Task brief:
Please convert the lines below into a Markdown table with the columns Row and Line, numbering each row and omitting blank lines. Leave the pictures out of the table.

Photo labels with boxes
================

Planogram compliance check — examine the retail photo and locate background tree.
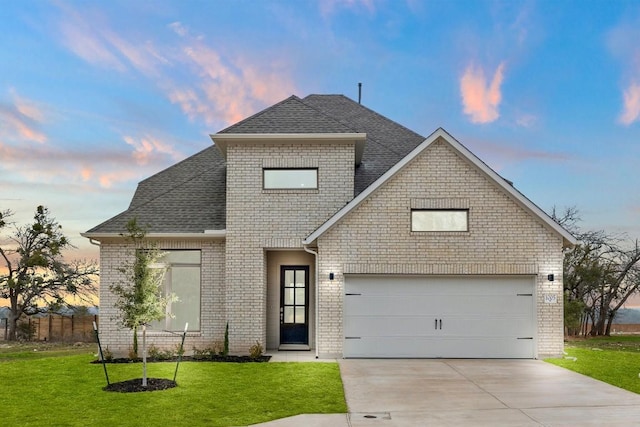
[552,208,640,335]
[110,218,175,387]
[0,206,98,340]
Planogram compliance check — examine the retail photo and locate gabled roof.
[302,128,577,246]
[83,95,424,238]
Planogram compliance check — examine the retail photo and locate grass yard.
[0,349,347,427]
[546,335,640,394]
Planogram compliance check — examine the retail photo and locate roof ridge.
[303,94,425,139]
[298,95,360,137]
[217,95,306,133]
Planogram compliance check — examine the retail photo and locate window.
[262,169,318,190]
[152,250,200,331]
[411,209,469,231]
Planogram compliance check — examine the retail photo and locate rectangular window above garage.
[262,168,318,190]
[411,209,469,232]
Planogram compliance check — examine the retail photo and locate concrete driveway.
[340,359,640,427]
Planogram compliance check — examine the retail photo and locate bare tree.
[0,206,98,340]
[552,207,640,335]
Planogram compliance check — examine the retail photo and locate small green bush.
[222,322,229,356]
[249,341,264,359]
[102,347,113,362]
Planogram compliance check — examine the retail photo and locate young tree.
[110,218,175,387]
[0,206,98,340]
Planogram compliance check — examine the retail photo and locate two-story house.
[83,95,575,358]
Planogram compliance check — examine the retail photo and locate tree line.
[552,207,640,336]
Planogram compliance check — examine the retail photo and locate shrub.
[102,347,113,362]
[129,347,138,360]
[222,322,229,356]
[16,321,36,341]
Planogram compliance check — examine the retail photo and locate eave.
[80,230,227,242]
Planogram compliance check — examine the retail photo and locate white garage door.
[343,275,536,358]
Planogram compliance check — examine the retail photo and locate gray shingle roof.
[87,95,425,233]
[87,146,227,233]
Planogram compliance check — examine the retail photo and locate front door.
[280,266,309,344]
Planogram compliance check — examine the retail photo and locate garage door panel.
[345,295,448,316]
[344,337,534,358]
[344,275,536,358]
[344,315,437,337]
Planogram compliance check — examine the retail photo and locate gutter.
[302,245,320,359]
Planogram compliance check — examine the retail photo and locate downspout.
[302,245,320,359]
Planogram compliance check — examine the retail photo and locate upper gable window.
[262,168,318,190]
[411,209,469,231]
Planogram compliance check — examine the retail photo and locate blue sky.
[0,0,640,257]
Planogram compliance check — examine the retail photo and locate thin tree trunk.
[142,324,147,387]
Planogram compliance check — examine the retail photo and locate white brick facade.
[94,134,563,357]
[318,141,563,357]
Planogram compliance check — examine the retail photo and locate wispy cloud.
[460,62,504,123]
[59,5,294,126]
[165,22,295,125]
[468,137,573,171]
[607,17,640,126]
[618,82,640,126]
[318,0,376,18]
[0,90,47,144]
[123,135,180,165]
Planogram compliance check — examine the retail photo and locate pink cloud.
[123,135,179,165]
[460,62,504,123]
[618,83,640,126]
[55,1,296,129]
[0,91,47,144]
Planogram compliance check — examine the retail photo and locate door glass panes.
[282,288,295,305]
[284,307,294,323]
[284,270,295,286]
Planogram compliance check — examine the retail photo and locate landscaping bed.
[91,355,271,363]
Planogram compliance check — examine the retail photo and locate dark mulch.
[103,378,178,393]
[91,355,271,363]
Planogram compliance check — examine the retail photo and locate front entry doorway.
[280,265,309,345]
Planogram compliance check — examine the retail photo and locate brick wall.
[318,141,563,357]
[226,142,355,352]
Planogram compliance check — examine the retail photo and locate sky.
[0,0,640,264]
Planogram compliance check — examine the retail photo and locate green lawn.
[0,350,347,427]
[546,336,640,393]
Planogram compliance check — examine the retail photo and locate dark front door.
[280,266,309,344]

================

Task answer:
| Row | Line |
|---|---|
| 1 | Planogram compliance check — examine the retail photo and locate background tree. |
| 2 | [552,208,640,335] |
| 3 | [110,218,175,387] |
| 4 | [0,206,98,340] |
| 5 | Planogram compliance check — examine the retail photo and locate gabled roof. |
| 6 | [302,128,577,246] |
| 7 | [83,95,424,238] |
| 8 | Planogram compliance check — examine the retail photo and locate grass yard. |
| 9 | [0,349,347,427] |
| 10 | [546,335,640,394] |
| 11 | Planogram compliance check — examine the retail photo and locate roof ridge. |
| 12 | [303,94,425,139] |
| 13 | [298,95,360,137] |
| 14 | [217,95,306,133] |
| 15 | Planogram compliance check — examine the retail photo and locate window. |
| 16 | [262,169,318,190] |
| 17 | [152,250,200,331] |
| 18 | [411,209,469,231] |
| 19 | Planogram compliance check — examine the retail photo and locate rectangular window above garage. |
| 20 | [262,168,318,190] |
| 21 | [411,209,469,232] |
| 22 | Planogram compliance check — examine the retail photo and locate concrete driveway. |
| 23 | [340,359,640,427] |
| 24 | Planogram compliance check — examine the retail photo and locate bare tree. |
| 25 | [0,206,98,340] |
| 26 | [552,207,640,335] |
| 27 | Planogram compliance check — examine the retail photo and locate small green bush. |
| 28 | [222,322,229,356] |
| 29 | [249,341,264,359] |
| 30 | [102,347,113,362] |
| 31 | Planogram compliance check — examine the retail photo and locate young tree. |
| 32 | [110,218,175,387] |
| 33 | [0,206,98,340] |
| 34 | Planogram compliance check — examine the retail photo and locate two-story house. |
| 35 | [83,95,575,358] |
| 36 | Planogram compliance check — examine the retail photo and locate tree line. |
| 37 | [552,207,640,336] |
| 38 | Planogram compliance check — examine the retail photo and locate shrub. |
| 39 | [102,347,113,362] |
| 40 | [129,347,138,360] |
| 41 | [222,322,229,356] |
| 42 | [16,321,36,341] |
| 43 | Planogram compliance check — examine the retail photo and locate eave. |
| 44 | [80,230,227,242] |
| 45 | Planogram compliance check — examine the retail photo and locate white garage door. |
| 46 | [343,275,536,358] |
| 47 | Planogram compliance check — examine the retail photo and locate gray shingle roof. |
| 48 | [87,95,425,233] |
| 49 | [87,146,227,233] |
| 50 | Planogram compliance check — examine the retail photo and locate front door. |
| 51 | [280,266,309,344] |
| 52 | Planogram compliance check — examine the retail photo and locate garage door panel. |
| 53 | [345,295,448,316] |
| 54 | [344,337,534,358] |
| 55 | [344,275,536,358] |
| 56 | [344,315,437,337] |
| 57 | Planogram compliance check — examine the retail photo and locate gutter. |
| 58 | [302,245,320,359] |
| 59 | Planogram compliance check — examine the retail photo and locate downspout. |
| 60 | [302,245,320,359] |
| 61 | Planogram compliance check — examine the retail photo and locate upper gable window. |
| 62 | [262,168,318,190] |
| 63 | [411,209,469,231] |
| 64 | Planogram compliance check — examine the retail photo and locate blue sky. |
| 65 | [0,0,640,257] |
| 66 | Planogram compliance check — examine the retail photo and locate thin tree trunk. |
| 67 | [142,324,147,387] |
| 68 | Planogram compliance check — examine the retail photo and locate white brick facade. |
| 69 | [94,134,563,357] |
| 70 | [318,141,563,357] |
| 71 | Planogram compliance check — examine the retail photo and locate wispy cloud. |
| 72 | [460,62,504,123] |
| 73 | [59,5,294,126] |
| 74 | [165,22,295,125] |
| 75 | [468,137,573,171] |
| 76 | [607,17,640,126] |
| 77 | [618,82,640,126] |
| 78 | [318,0,376,18] |
| 79 | [0,90,47,144] |
| 80 | [123,135,180,165] |
| 81 | Planogram compliance check — examine the retail photo and locate pink cloud. |
| 82 | [123,135,179,165] |
| 83 | [460,62,504,123] |
| 84 | [618,83,640,126] |
| 85 | [55,1,296,129] |
| 86 | [0,91,47,144] |
| 87 | Planogram compliance check — examine the retail photo and locate door glass panes. |
| 88 | [282,288,295,305] |
| 89 | [284,307,294,323] |
| 90 | [284,270,295,286] |
| 91 | Planogram compliance check — examine the retail photo and locate landscaping bed. |
| 92 | [91,355,271,363] |
| 93 | Planogram compliance check — examine the retail photo and locate dark mulch. |
| 94 | [103,378,178,393] |
| 95 | [91,355,271,363] |
| 96 | Planogram compliance check — examine the retail photo and locate front entry doorway. |
| 97 | [280,265,309,345] |
| 98 | Planogram compliance check — examine the retail photo and locate brick wall. |
| 99 | [318,141,563,357] |
| 100 | [226,142,355,352] |
| 101 | Planogram compliance check — examine the retail photo and locate sky. |
| 102 | [0,0,640,264] |
| 103 | Planogram compliance check — examine the retail photo and locate green lawn. |
| 104 | [0,350,347,427] |
| 105 | [546,336,640,393] |
| 106 | Planogram compliance check — examine the retail photo and locate dark front door. |
| 107 | [280,266,309,344] |